** Start **
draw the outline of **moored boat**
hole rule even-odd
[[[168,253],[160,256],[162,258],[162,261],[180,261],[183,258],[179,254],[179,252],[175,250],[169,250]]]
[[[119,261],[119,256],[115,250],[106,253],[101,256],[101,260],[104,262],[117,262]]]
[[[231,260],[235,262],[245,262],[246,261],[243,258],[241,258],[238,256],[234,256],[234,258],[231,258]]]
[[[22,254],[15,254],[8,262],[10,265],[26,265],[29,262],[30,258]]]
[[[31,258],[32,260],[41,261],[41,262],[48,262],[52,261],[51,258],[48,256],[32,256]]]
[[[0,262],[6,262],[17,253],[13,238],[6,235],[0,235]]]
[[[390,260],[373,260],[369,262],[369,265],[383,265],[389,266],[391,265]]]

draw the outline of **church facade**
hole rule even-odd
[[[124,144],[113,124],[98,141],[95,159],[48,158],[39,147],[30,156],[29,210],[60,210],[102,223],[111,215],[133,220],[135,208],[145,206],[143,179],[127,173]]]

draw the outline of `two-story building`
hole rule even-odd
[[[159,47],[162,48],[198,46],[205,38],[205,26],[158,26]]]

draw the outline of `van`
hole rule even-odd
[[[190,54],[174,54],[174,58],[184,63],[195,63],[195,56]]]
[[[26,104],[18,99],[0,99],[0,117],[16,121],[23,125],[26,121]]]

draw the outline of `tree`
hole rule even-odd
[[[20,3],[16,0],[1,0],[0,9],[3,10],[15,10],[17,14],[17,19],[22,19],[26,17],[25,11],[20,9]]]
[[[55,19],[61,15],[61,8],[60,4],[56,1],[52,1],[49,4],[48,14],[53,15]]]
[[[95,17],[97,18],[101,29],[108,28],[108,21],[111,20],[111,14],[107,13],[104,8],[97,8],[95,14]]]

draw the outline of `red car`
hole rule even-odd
** End **
Please copy out in full every line of the listing above that contains the word "outline", counting a match only when the case agrees.

draw the outline of **moored boat**
draw the outline of **church facade**
draw the outline of `two-story building`
draw the outline of `van`
draw the outline of `tree`
draw the outline of `red car`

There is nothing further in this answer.